Reproduce the material word for word; the images stay out.
## Begin EXERCISE DATA
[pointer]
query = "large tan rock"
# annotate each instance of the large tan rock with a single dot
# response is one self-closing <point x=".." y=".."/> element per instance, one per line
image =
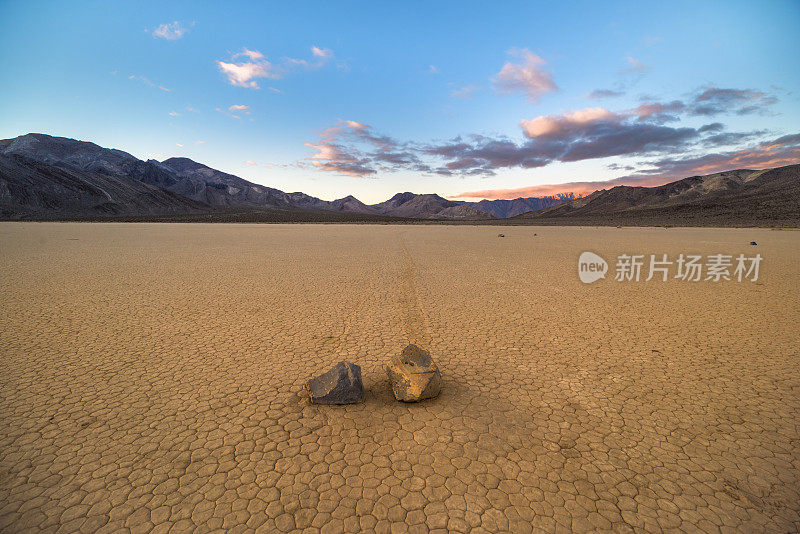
<point x="413" y="375"/>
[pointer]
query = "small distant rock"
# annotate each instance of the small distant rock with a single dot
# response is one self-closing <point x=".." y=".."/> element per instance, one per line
<point x="341" y="385"/>
<point x="414" y="376"/>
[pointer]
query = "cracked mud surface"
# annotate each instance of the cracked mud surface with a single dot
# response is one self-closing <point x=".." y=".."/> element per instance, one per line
<point x="151" y="378"/>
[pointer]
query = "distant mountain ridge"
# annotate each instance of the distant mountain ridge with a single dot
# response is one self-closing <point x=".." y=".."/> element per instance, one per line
<point x="742" y="196"/>
<point x="40" y="157"/>
<point x="46" y="177"/>
<point x="502" y="209"/>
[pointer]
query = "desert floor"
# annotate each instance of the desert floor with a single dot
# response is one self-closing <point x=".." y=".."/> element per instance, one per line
<point x="151" y="377"/>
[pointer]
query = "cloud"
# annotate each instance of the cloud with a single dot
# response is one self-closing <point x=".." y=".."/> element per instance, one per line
<point x="635" y="66"/>
<point x="710" y="101"/>
<point x="147" y="82"/>
<point x="245" y="73"/>
<point x="526" y="76"/>
<point x="246" y="67"/>
<point x="464" y="91"/>
<point x="351" y="148"/>
<point x="577" y="188"/>
<point x="784" y="150"/>
<point x="781" y="151"/>
<point x="605" y="93"/>
<point x="567" y="123"/>
<point x="322" y="53"/>
<point x="356" y="149"/>
<point x="170" y="31"/>
<point x="713" y="101"/>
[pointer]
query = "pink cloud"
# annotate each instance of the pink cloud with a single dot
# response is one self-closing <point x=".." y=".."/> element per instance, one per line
<point x="546" y="125"/>
<point x="170" y="31"/>
<point x="766" y="155"/>
<point x="526" y="76"/>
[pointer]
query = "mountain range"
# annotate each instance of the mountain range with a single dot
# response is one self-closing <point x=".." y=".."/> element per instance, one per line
<point x="737" y="197"/>
<point x="46" y="177"/>
<point x="43" y="176"/>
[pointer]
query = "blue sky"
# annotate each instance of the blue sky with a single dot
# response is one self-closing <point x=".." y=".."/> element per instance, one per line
<point x="494" y="99"/>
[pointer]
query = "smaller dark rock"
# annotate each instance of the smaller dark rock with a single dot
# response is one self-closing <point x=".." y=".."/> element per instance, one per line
<point x="341" y="385"/>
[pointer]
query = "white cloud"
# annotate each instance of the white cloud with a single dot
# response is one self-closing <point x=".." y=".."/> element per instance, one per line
<point x="527" y="76"/>
<point x="464" y="91"/>
<point x="634" y="65"/>
<point x="245" y="67"/>
<point x="170" y="31"/>
<point x="147" y="82"/>
<point x="324" y="53"/>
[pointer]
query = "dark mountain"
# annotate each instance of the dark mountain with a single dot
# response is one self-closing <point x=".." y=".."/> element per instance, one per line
<point x="502" y="209"/>
<point x="45" y="177"/>
<point x="30" y="189"/>
<point x="741" y="197"/>
<point x="427" y="207"/>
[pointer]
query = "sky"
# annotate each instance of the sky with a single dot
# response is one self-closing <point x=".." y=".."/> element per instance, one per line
<point x="465" y="99"/>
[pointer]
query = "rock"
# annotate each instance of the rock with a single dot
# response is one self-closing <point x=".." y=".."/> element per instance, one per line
<point x="341" y="385"/>
<point x="413" y="375"/>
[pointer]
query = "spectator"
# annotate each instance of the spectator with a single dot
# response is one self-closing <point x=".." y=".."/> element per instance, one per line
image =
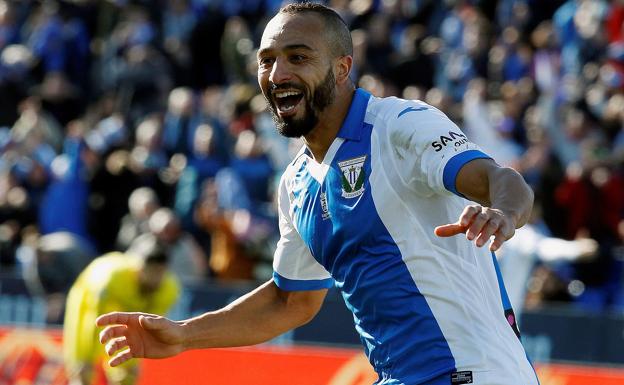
<point x="186" y="259"/>
<point x="142" y="203"/>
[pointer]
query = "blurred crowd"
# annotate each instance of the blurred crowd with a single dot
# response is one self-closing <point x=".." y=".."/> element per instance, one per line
<point x="124" y="119"/>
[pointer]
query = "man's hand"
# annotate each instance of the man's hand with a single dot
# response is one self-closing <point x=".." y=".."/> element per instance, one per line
<point x="480" y="224"/>
<point x="139" y="335"/>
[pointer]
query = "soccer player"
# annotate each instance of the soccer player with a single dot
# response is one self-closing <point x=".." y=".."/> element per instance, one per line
<point x="358" y="209"/>
<point x="113" y="282"/>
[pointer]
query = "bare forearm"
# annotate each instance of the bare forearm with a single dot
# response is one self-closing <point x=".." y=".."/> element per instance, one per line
<point x="254" y="318"/>
<point x="510" y="194"/>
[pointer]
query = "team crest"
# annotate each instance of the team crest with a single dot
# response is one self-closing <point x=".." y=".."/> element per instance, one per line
<point x="353" y="176"/>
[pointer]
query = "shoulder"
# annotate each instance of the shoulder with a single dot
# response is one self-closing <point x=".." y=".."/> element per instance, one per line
## End EXERCISE DATA
## OUTPUT OF THE EXERCISE
[pointer]
query = "large tan rock"
# annotate each instance of the large tan rock with a single dot
# response is one self-closing <point x=".." y=".."/> element per instance, one per line
image =
<point x="413" y="375"/>
[pointer]
query = "small distant rock"
# annotate each instance of the small distant rock with a single dot
# response is one self-closing <point x=".." y=".."/> element per instance, one per line
<point x="341" y="385"/>
<point x="414" y="376"/>
[pointer]
query = "cracked mud surface"
# annotate each instance of the cracked mud surface with a single dot
# response is one self-closing <point x=".." y=".."/> element per instance, one per line
<point x="151" y="378"/>
[pointer]
query = "distant mountain ridge"
# annotate each instance of the distant mountain ridge with a single dot
# response is one self-closing <point x=".." y=".."/> element per instance, one per line
<point x="742" y="196"/>
<point x="40" y="157"/>
<point x="46" y="177"/>
<point x="502" y="209"/>
[pointer]
query = "desert floor"
# annotate each instance of the desert floor with a single dot
# response is one self-closing <point x=".." y=".."/> element per instance, one per line
<point x="151" y="377"/>
[pointer]
query = "cloud"
# annotate each instance of the cloud with a single dot
# response is one self-closing <point x=".." y=".."/> element per instance, one per line
<point x="635" y="66"/>
<point x="710" y="101"/>
<point x="147" y="82"/>
<point x="245" y="73"/>
<point x="526" y="76"/>
<point x="246" y="67"/>
<point x="464" y="91"/>
<point x="351" y="148"/>
<point x="577" y="188"/>
<point x="784" y="150"/>
<point x="781" y="151"/>
<point x="605" y="93"/>
<point x="567" y="123"/>
<point x="322" y="53"/>
<point x="356" y="149"/>
<point x="170" y="31"/>
<point x="713" y="101"/>
[pointer]
query = "pink cloud"
# annotate each instance of the pink cloud with a single dot
# response is one self-closing <point x=".." y=".."/> element per instance, one per line
<point x="546" y="125"/>
<point x="170" y="31"/>
<point x="766" y="155"/>
<point x="526" y="76"/>
[pointer]
query = "mountain range"
# annotate each instance of the mountain range with a single dot
# response is one self-closing <point x=".." y=".."/> element per instance, one per line
<point x="737" y="197"/>
<point x="46" y="177"/>
<point x="43" y="176"/>
[pointer]
query = "blue sky"
# annotate each instance of the blue sky with a single dot
# response is one self-closing <point x=".." y=".."/> element per instance, one per line
<point x="494" y="99"/>
[pointer]
query = "smaller dark rock"
# annotate each instance of the smaller dark rock with a single dot
# response is one self-closing <point x=".." y=".."/> element per instance, one per line
<point x="341" y="385"/>
[pointer]
query = "white cloud"
# annotate each instance of the white cloud with a single dot
# response is one self-closing <point x=".." y=".."/> element per instance, one per line
<point x="527" y="76"/>
<point x="464" y="91"/>
<point x="634" y="65"/>
<point x="245" y="67"/>
<point x="170" y="31"/>
<point x="147" y="82"/>
<point x="324" y="53"/>
[pointer]
query = "dark mountain"
# annotate each instance of the dark mountain with a single dot
# response is one self-closing <point x=".." y=".."/> element per instance, one per line
<point x="502" y="209"/>
<point x="45" y="177"/>
<point x="30" y="189"/>
<point x="741" y="197"/>
<point x="427" y="207"/>
[pointer]
query = "sky"
# annotate each instance of the sky with a single dot
# response is one self-closing <point x=".." y=".."/> element per instance, one per line
<point x="465" y="99"/>
[pointer]
query = "rock"
# annotate each instance of the rock with a single dot
# response is one self-closing <point x=".." y=".."/> element per instance, one per line
<point x="341" y="385"/>
<point x="413" y="375"/>
[pointer]
query = "spectator"
# annotate each instance of the spectator with a single dot
# response is one self-closing <point x=".." y=".."/> element per instance, one per line
image =
<point x="186" y="259"/>
<point x="142" y="203"/>
[pointer]
query = "blurred crowd"
# annotate each instance of the blurred crowd with a single dot
# response is one self-closing <point x=".." y=".."/> element per instance, one per line
<point x="124" y="119"/>
[pointer]
query = "man's hand"
# annotate each instance of the man's hand with a single dot
# response is one self-closing <point x=".." y=".."/> element per instance, one per line
<point x="480" y="224"/>
<point x="139" y="335"/>
[pointer]
query = "soccer player"
# annotate each instance of the soccer player with a single dot
# response is one self-closing <point x=".." y=".."/> element per instance, one per line
<point x="358" y="209"/>
<point x="113" y="282"/>
[pointer]
query = "bare forearm"
# annotate each instance of the bare forearm with a single dot
# response is one self-closing <point x=".." y=".."/> element per instance, one per line
<point x="254" y="318"/>
<point x="510" y="194"/>
[pointer]
query = "team crest"
# annotate each instance of the team crest with a single dot
# response is one self-closing <point x=".." y=".."/> element per instance, one per line
<point x="353" y="176"/>
[pointer]
query = "shoulder"
# annotate each instance of the shoulder with a single dot
# response is one self-closing <point x=".." y=".."/> element per instance, one per line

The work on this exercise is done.